** PASSAGE GIVEN **
So I saw these tweets earlier today:
Horizon Zero Dawn has been fun.
Tells me I have an old driver. Still runs. Takes 30 minutes to compile shaders. I watch the intro cut scene. I think. Better to update the drivers. I quit. Update drivers. Start the game again.
And now we’re compiling shaders again? What?
Why are companies not compiling shaders as part of their build?
I am so confused are they injecting screen resolution and driver version or what?
I won’t quote every tweet, just mention another one that other (older) games don’t have this problem.
So there are a few issues that need explaining.
Pre DX12/Vulkan world
In D3D11/OpenGL from a 1000km view we can simplify the rendering pipeline to the following (I’m not going to cover every stage):
vertex input -> run vertex shader -> run pixel shader -> output pixel
- Vertex input: This is programmable from C++ side. It answers questions such as:
- Does the vertex contain only position?
- Does it have normal?
- Is the variable in FLOAT32 format? Uses 16-bit float? in 8-bit where the range [0;255] is converted to range [0; 1.0]?
- Vertex shader, which pretends all the vertex inputs are in 32-bit float
- Pixel Shader, which pretends all pixels are 4-channel RGBA in 32-bit floating precision
- The output pixel, which can be:
- In RGBA8_UNORM, RGBA16_UNORM, RGBA16_FLOAT, RG16_UNORM, R8_SNORM, etc. See DXGI_FORMAT for a long list.
- May use MSAA, may not use MSAA
- May use alpha blending, it may not
So the problem is that vertex & pixel shaders pretend their inputs and outputs are in 32-bit floats.
How do modern GPUs address this problem in D3D11/GL? By dividing both shaders in 3 parts:
- Prefix or Preamble
- Body
- Suffix or Epilogue
The body is the vertex/pixel shader that gets compiled by fxc (or by the OpenGL driver) and later converted to a GPU-specific ISA (Instruction Set Architecture) i.e. the binary program that the GPU will run.

** SHORT EXERCISE A **
Locate each line in the records below that contains the string "cliff", and copy those lines.

Collected data entries
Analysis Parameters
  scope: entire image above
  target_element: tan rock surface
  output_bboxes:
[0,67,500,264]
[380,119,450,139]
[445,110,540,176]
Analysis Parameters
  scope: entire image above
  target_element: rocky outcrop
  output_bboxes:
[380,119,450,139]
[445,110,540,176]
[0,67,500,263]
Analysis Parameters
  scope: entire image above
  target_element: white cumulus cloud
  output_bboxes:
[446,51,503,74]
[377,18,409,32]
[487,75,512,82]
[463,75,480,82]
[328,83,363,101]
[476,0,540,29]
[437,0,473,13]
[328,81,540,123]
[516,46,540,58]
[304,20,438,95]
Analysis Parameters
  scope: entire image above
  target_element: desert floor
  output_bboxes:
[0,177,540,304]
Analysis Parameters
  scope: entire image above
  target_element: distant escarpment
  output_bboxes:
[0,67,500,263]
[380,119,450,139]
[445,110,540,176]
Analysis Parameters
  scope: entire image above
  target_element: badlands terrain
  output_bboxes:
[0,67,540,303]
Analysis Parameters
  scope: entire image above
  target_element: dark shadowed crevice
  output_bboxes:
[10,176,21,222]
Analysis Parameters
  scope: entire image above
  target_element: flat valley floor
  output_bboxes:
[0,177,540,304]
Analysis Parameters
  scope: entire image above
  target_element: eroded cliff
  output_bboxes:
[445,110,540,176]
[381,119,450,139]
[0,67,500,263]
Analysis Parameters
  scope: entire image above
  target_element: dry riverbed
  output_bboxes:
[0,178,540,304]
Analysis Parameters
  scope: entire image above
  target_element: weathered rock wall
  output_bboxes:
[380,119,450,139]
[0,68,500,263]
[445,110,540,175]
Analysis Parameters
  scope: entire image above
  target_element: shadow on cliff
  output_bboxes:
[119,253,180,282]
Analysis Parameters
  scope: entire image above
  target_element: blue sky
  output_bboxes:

** SHORT EXERCISE B **
In the shader passage above, what three parts do modern GPUs split vertex and pixel shaders into in D3D11/GL?

** RESPONSE A **
  target_element: eroded cliff
  target_element: shadow on cliff

** RESPONSE B **
Prefix or Preamble, Body, and Suffix or Epilogue.